— Begin SUPPLIED RECORDS —
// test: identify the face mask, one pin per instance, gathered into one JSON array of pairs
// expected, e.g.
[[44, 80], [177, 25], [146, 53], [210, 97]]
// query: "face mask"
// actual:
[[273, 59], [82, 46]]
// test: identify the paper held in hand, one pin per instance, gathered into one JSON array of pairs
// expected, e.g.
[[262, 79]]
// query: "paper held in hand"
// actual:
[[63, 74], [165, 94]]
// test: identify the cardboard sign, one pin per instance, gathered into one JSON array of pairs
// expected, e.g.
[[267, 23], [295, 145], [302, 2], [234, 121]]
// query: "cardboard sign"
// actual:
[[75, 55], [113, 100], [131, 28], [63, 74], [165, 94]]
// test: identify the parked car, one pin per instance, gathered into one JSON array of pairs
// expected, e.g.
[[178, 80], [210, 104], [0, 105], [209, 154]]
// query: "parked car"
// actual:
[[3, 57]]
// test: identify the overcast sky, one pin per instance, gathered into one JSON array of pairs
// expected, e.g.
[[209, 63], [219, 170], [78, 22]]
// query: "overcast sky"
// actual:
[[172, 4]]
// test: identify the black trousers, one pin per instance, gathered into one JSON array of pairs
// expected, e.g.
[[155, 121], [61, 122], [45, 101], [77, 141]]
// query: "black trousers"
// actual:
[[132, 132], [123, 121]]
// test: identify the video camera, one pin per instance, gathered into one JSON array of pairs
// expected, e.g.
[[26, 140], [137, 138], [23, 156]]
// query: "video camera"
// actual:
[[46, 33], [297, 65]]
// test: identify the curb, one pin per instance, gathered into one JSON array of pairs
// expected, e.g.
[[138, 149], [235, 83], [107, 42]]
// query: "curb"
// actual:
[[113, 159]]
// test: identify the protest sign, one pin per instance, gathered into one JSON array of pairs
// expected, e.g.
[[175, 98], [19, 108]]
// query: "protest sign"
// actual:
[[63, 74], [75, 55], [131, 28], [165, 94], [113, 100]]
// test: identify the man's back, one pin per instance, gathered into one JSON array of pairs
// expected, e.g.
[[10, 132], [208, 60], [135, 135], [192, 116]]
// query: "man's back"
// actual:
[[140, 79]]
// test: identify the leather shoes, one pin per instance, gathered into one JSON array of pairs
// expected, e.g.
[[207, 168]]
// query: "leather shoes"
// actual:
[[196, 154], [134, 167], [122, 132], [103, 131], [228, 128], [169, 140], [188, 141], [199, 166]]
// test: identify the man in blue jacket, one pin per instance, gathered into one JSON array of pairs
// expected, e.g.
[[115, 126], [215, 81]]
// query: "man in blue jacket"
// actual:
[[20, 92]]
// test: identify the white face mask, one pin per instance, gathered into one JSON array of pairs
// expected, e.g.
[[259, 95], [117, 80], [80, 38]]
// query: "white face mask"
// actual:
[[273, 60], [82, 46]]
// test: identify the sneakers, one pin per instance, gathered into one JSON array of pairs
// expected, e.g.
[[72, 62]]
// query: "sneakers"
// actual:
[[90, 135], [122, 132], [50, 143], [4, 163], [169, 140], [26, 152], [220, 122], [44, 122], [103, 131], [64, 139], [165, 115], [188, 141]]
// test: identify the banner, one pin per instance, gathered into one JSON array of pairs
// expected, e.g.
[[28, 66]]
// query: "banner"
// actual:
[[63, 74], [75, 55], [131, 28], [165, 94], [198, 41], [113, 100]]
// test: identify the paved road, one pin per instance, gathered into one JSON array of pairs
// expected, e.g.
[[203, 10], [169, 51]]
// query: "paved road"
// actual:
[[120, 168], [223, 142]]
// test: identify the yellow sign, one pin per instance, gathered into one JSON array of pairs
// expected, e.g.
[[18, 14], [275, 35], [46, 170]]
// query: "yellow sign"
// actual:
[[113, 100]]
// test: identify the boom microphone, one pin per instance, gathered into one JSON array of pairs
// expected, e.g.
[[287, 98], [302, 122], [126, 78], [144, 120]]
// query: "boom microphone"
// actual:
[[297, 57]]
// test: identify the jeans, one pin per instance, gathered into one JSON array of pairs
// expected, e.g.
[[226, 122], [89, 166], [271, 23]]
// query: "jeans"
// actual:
— End SUPPLIED RECORDS —
WHAT IS EXPECTED:
Could you reproduce every one of the items above word for word, changing nothing?

EXERCISE ANSWER:
// test: identify the face mask, one pin per instance, gathered into one JSON array of pairs
// expected, e.g.
[[44, 80], [177, 25], [146, 53], [210, 97]]
// query: "face mask"
// actual:
[[273, 59], [82, 46]]
// test: identify the paper held in hand, one pin per instance, gathered into one JSON array of pairs
// expected, e.g.
[[262, 79]]
// query: "paper held in hand"
// actual:
[[63, 74], [165, 94]]
// test: identify the cardboard sign, one pin per instance, gathered into one JSON array of pairs
// expected, e.g.
[[267, 23], [295, 145], [302, 2], [234, 121]]
// query: "cardboard sign"
// actual:
[[75, 55], [113, 100], [131, 28], [63, 74], [165, 94]]
// test: identify the parked car, one pin per instance, gathered into one JSON array of pairs
// expected, e.g.
[[178, 80], [210, 104], [0, 105], [209, 154]]
// query: "parked car"
// actual:
[[3, 57]]
// test: identify the overcast sky, one pin per instance, gathered into one JSON array of pairs
// expected, e.g.
[[209, 63], [219, 170], [78, 22]]
// query: "overcast sky"
// actual:
[[172, 4]]
// test: identify the black trousers, one pin per instance, gathered into one JSON array of pairs
// expected, e.g.
[[155, 121], [61, 122], [45, 101], [77, 141]]
// query: "black trousers"
// actual:
[[132, 132], [123, 121]]
// test: identify the video camera, one pin per instance, gathered into one JSON array of pairs
// expected, e.g.
[[26, 140], [137, 138], [23, 156]]
// query: "video camera"
// actual:
[[46, 33], [297, 65]]
// test: identify the curb, one pin per instance, gathered into one JSON array of pairs
// expected, e.g.
[[138, 149], [235, 83], [107, 42]]
// query: "curb"
// actual:
[[113, 159]]
// test: identify the protest sign, one pin per instance, gathered into one JSON array of pairs
// expected, e.g.
[[175, 98], [19, 108]]
// query: "protest sign"
// actual:
[[63, 74], [75, 55], [131, 28], [165, 94], [113, 100]]
// test: identify the man's back, one pin per instance, gathered into one JSON array of pairs
// expected, e.g.
[[10, 132], [208, 60], [135, 135], [192, 116]]
// query: "man's back"
// actual:
[[140, 79]]
// test: identify the leather shoes, one pin per instance, gathered into one JSON array of pairs
// expected, e.g.
[[207, 168]]
// query: "leather shoes"
// actual:
[[196, 154], [134, 167], [122, 132], [103, 131], [228, 128], [169, 140], [188, 141], [199, 166]]
// test: identify the man in blue jacket, one pin per instance, gathered into one JSON array of pairs
// expected, e.g.
[[115, 126], [215, 81]]
// query: "man in blue jacket"
// actual:
[[20, 92]]
// test: identify the white face mask, one pin per instance, gathered into one JSON array of pairs
// expected, e.g.
[[259, 95], [117, 80], [80, 38]]
// query: "white face mask"
// actual:
[[273, 60], [82, 46]]
// test: identify the sneakers, one pin per instance, gathered into one JSON array of pairs
// expected, e.g.
[[72, 62]]
// query: "sneakers"
// actual:
[[90, 135], [122, 132], [50, 143], [4, 163], [169, 140], [26, 152], [220, 122], [44, 122], [103, 131], [64, 139], [165, 115], [188, 141]]
// test: identify the banner, one pin per instance, gathered into one JSON array of pairs
// expected, e.g.
[[28, 66]]
// query: "banner"
// actual:
[[63, 74], [75, 55], [131, 28], [165, 94], [198, 41], [113, 100]]
// test: identify the paved road, one pin per instance, gathered into one JSON array of pairs
// expected, e.g.
[[203, 10], [169, 51]]
// query: "paved road"
// actual:
[[120, 168], [223, 142]]
// test: identify the yellow sign, one pin per instance, gathered into one JSON array of pairs
// expected, e.g.
[[18, 14], [275, 35], [46, 170]]
// query: "yellow sign"
// actual:
[[113, 100]]
// test: identify the boom microphone, one pin per instance, gathered into one JSON array of pairs
// expected, e.g.
[[287, 98], [302, 122], [126, 78], [144, 120]]
// query: "boom microphone"
// actual:
[[297, 57]]
// test: identify the jeans, one pin per instance, gathered into one JSON array of pairs
// expected, e.g.
[[226, 122], [89, 166], [271, 23]]
// query: "jeans"
// actual:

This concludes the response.